Extract provided:
>>>>

# Pensacola Bay Bridge 5-15-2021



## DPete (Nov 27, 2020)

The wife wanted to go for a ride today to check out how the bridge is coming along so I obliged and of course brought some rods and shrimp. We stopped at a couple spots along the east side of the bridge north of the center span and dropped lines near old bridge spans just to see if anything was hungry. The spade's were hungry. It's was dead until about 3 and then the graph starting pinging and showed a schools of something. Right then the two rods we had suspended shrimp on bent over and we pulled up two real healthy spades about 12-14". I checked the bottom sets and a spade grabbed one as I brought the shrimp up and the other down rod was robbed. We didn't keep any because my wife says "they're too pretty to make into sammiches". WTF? I disagree, but happy wife = happy life. We were in 28 feet of water with most active fish at the 18-20ft mark. They showed up in a school and were gone about 20-30 min after it started. I did have a pretty stout one break a 15lb flouro leader boat side but most of them were around the 10-15" range. They are fun to catch.


----------



## Boat-Dude (Sep 24, 2011)

They give a good fight on a pole. They really are good to eat, I have eaten plenty.


----------



## CurDog (Nov 14, 2010)

Had to be fun. I've never tried them on rod/reel. I usually hit them with a hawaiian sling or a speargun at the 3 barges, while snapper/king fishing.


----------

<<<<

Supplied entries:

>>>>

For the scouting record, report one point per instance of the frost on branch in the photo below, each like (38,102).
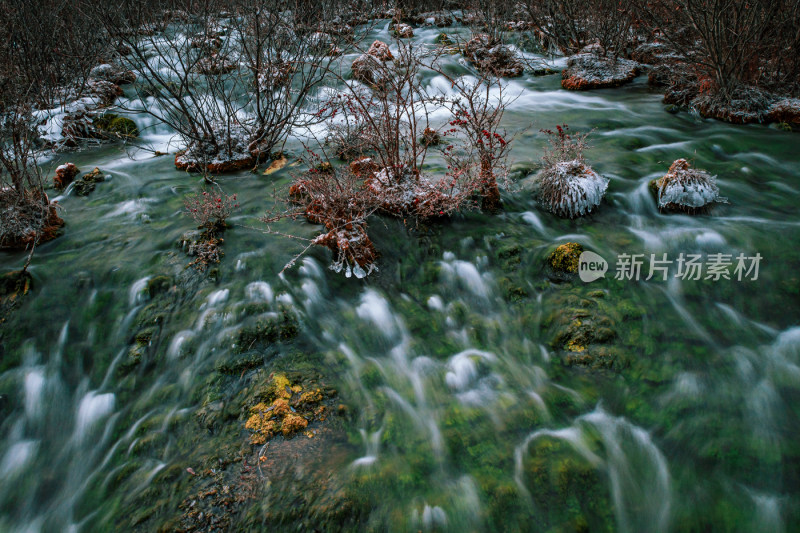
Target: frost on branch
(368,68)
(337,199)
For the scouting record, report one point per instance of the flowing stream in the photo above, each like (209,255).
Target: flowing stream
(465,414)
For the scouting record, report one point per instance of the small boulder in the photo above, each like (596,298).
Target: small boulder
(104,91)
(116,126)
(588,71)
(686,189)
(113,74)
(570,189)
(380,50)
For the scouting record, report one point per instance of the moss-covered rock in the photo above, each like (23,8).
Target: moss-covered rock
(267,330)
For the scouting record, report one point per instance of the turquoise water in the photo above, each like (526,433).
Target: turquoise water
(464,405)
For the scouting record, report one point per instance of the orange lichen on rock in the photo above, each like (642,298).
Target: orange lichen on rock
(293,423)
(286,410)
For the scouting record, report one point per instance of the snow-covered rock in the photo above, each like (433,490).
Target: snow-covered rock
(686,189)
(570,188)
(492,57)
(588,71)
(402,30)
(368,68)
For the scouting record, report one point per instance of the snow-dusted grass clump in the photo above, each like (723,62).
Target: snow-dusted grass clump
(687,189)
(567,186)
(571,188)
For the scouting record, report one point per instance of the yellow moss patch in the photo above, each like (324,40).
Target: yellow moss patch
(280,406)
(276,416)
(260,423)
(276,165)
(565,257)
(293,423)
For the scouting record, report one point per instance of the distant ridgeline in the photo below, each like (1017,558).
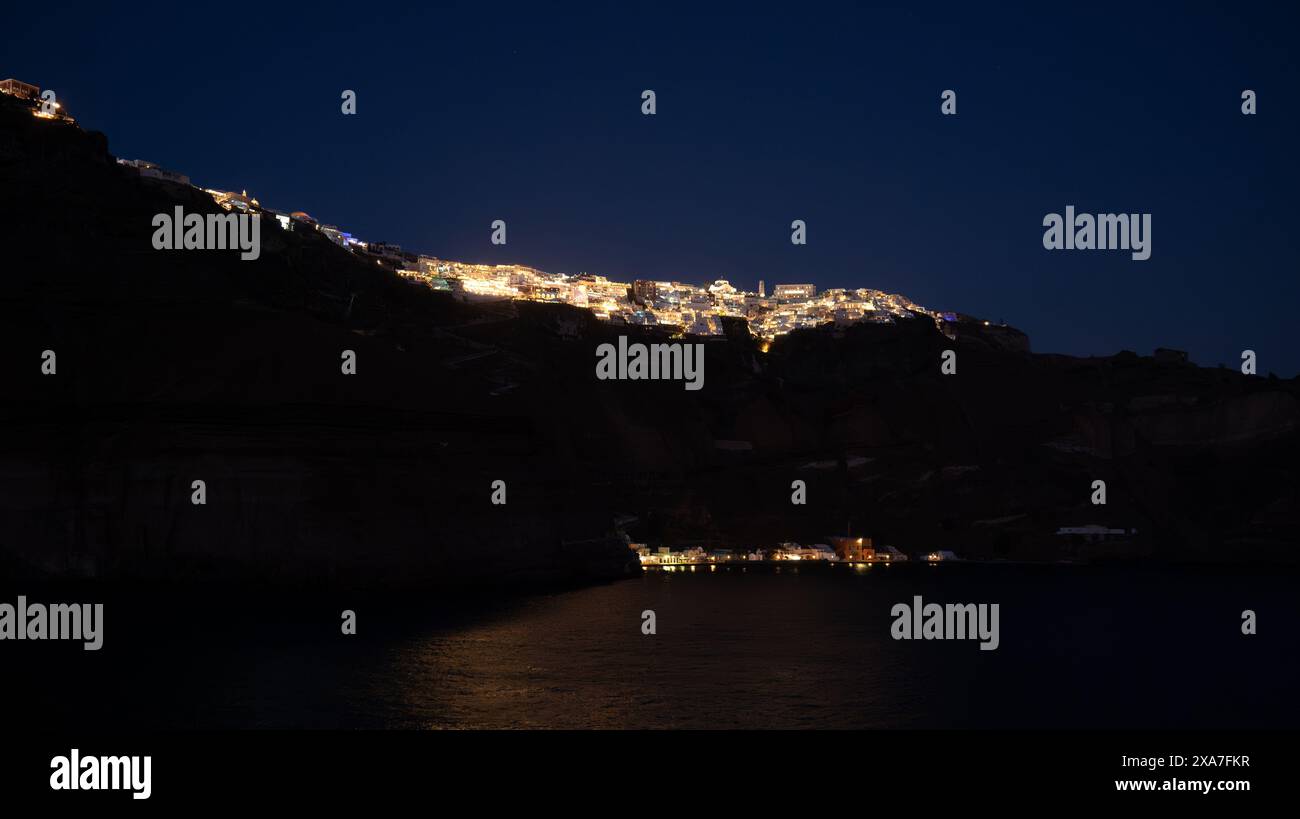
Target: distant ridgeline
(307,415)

<<<<

Work to be completed:
Turn the paragraph in the fishing thread that begins "The wife wanted to go for a ride today" into a shorter bulleted list that keeps its main facts. The rows are separate material and have nothing to do with the fishing thread.

Full response:
- The poster went with their wife to check on the bridge's progress and brought rods and shrimp.
- They fished a couple of spots on the east side of the bridge, north of the center span, near old bridge spans.
- Nothing bit until about 3, when the graph showed a school; the two rods with suspended shrimp then bent over with two healthy spades of about 12-14".
- On the bottom rods, a spade grabbed one shrimp as it was brought up, and the other rod's bait was robbed.
- No fish were kept because the wife found them too pretty to eat.
- The water was 28 feet deep, with most active fish at 18-20 ft; the school left about 20-30 minutes after it showed up.
- A stout fish broke a 15 lb fluorocarbon leader boat side, but most were in the 10-15" range.
- The fish are fun to catch.